Selected excerpt:
Audio + human-labeled transcript data for training or testing

You can use audio + human-labeled transcript data for both training and testing purposes. You must provide human-labeled transcriptions (word by word) for comparison:

To improve the acoustic aspects like slight accents, speaking styles, and background noises.
To measure the accuracy of Microsoft's speech to text accuracy when, it's processing your audio files.

For a list of base models that support training with audio data, see Language support. Even if a base model does support training with audio data, the service might use only part of the audio. And it still uses all the transcripts.

Important

If a base model doesn't support customization with audio data, only the transcription text will be used for training. If you switch to a base model that supports customization with audio data, the training time may increase from several hours to several days. The change in training time would be most noticeable when you switch to a base model in a region without dedicated hardware for training. If the audio data is not required, you should remove it to decrease the training time.

Audio with human-labeled transcripts offers the greatest accuracy improvements if the audio comes from the target use case. Samples must cover the full scope of speech. For example, a call center for a retail store would get the most calls about swimwear and sunglasses during summer months. Ensure that your sample includes the full scope of speech that you want to detect.

Consider these details:

Training with audio brings the most benefits if the audio is also hard to understand for humans. In most cases, you should start training by using only related text.
If you use one of the most heavily used languages, such as US English, it's unlikely that you would need to train with audio data. For such languages, the base models already offer good recognition results in most scenarios, so it's probably enough to train with related text.
Custom speech can capture word context only to reduce substitution errors, not insertion or deletion errors.
Avoid samples that include transcription errors, but do include a diversity of audio quality.
Avoid sentences that are unrelated to your problem domain. Unrelated sentences can harm your model.
When the transcript quality varies, you can duplicate exceptionally good sentences, such as excellent transcriptions that include key phrases, to increase their weight.
The Speech service automatically uses the transcripts to improve the recognition of domain-specific words and phrases, as though they were added as related text.
It can take several days for a training operation to finish. To improve the speed of training, be sure to create your Speech service subscription in a region with dedicated hardware for training.

A large training dataset is required to improve recognition. Generally, we recommend that you provide word-by-word transcriptions for 1 to 100 hours of audio (up to 20 hours for older models that do not charge for training). However, even as little as 30 minutes can help improve recognition results. Although creating human-labeled transcription can take time, improvements in recognition are only as good as the data that you provide. You should upload only high-quality transcripts.

Audio files can have silence at the beginning and end of the recording. If possible, include at least a half-second of silence before and after speech in each sample file. Although audio with low recording volume or disruptive background noise isn't helpful, it shouldn't limit or degrade your custom model. Always consider upgrading your microphones and signal processing hardware before gathering audio samples.

Important

For more information about the best practices of preparing human-labeled transcripts, see Human-labeled transcripts with audio.

Custom speech projects require audio files with these properties:

Important

These are requirements for Audio + human-labeled transcript training and testing. They differ from the ones for Audio only training and testing. If you want to use Audio only training and testing, see this section.

Property	Value
File format	RIFF (WAV)
Sample rate	8,000 Hz or 16,000 Hz
Channels	1 (mono)

Records supplied:

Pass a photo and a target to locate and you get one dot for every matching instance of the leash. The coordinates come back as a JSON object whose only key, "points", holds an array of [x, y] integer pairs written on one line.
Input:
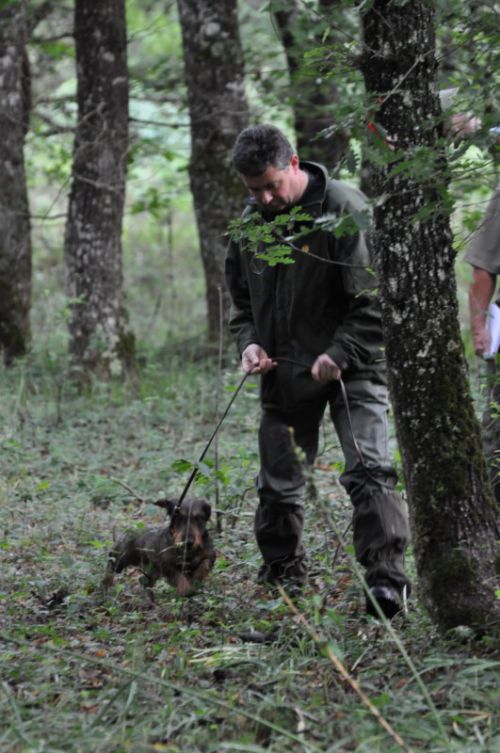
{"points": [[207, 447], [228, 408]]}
---
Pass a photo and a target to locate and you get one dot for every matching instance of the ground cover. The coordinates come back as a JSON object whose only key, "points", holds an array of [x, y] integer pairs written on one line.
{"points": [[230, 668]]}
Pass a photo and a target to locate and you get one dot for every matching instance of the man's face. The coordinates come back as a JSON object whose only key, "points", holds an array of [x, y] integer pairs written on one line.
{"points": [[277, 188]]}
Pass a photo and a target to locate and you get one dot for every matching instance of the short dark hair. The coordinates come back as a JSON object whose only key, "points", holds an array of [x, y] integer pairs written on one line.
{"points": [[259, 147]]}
--
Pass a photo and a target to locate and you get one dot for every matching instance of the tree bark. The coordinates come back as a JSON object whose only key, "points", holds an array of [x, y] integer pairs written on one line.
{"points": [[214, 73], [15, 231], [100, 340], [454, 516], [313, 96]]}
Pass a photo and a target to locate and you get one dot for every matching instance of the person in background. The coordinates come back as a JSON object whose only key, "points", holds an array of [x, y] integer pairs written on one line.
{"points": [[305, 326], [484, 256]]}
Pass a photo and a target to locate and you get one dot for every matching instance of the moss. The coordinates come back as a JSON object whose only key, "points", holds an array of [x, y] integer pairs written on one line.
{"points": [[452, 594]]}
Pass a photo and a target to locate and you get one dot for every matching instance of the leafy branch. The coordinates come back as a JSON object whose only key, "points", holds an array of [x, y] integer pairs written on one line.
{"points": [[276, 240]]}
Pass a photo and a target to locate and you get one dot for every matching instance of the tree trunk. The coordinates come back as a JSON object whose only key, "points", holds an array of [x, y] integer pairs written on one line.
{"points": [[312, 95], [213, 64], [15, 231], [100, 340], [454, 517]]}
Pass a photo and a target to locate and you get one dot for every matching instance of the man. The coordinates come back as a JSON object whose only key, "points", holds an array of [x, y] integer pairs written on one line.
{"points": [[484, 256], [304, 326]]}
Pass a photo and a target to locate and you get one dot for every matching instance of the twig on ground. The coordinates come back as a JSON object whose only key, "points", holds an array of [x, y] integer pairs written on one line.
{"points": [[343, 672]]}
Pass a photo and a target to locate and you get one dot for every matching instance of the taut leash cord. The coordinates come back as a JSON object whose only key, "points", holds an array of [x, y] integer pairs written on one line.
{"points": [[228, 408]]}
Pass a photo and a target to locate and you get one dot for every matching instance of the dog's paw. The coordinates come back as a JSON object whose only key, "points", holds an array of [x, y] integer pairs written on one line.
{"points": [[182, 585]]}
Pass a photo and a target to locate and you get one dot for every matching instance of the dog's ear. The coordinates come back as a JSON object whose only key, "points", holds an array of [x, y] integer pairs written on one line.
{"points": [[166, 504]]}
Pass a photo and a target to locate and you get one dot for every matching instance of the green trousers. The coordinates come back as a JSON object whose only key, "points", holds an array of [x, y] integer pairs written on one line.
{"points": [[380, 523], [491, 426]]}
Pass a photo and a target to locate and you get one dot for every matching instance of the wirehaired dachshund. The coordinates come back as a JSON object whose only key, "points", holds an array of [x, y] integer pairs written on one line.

Your objective: Write the next part of the text on audio with human-labeled transcripts for custom speech, picking up after its last line. The records have no connection to the text on audio and transcript data.

Reply to the task:
Maximum length per audio	Two hours (testing) / 40 s (training) Training with audio has a maximum audio length of 40 seconds per file (up to 30 seconds for Whisper customization). For audio files longer than 40 seconds, only the corresponding text from the transcription files is used for training. If all audio files are longer than 40 seconds, the training fails.
Sample format	PCM, 16-bit
Archive format	.zip
Maximum zip size	2 GB or 10,000 files

Plain-text data for training

You can add plain text sentences of related text to improve the recognition of domain-specific words and phrases. Related text sentences can reduce substitution errors related to misrecognition of common words and domain-specific words by showing them in context. Domain-specific words can be uncommon or made-up words, but their pronunciation must be straightforward to be recognized.

Provide domain-related sentences in a single text file. Use text data that's close to the expected spoken utterances. Utterances don't need to be complete or grammatically correct, but they must accurately reflect the spoken input that you expect the model to recognize. When possible, try to have one sentence or keyword controlled on a separate line. To increase the weight of a term such as product names, add several sentences that include the term. But don't copy too much - it could affect the overall recognition rate.

Note

Avoid related text sentences that include noise such as unrecognizable characters or words.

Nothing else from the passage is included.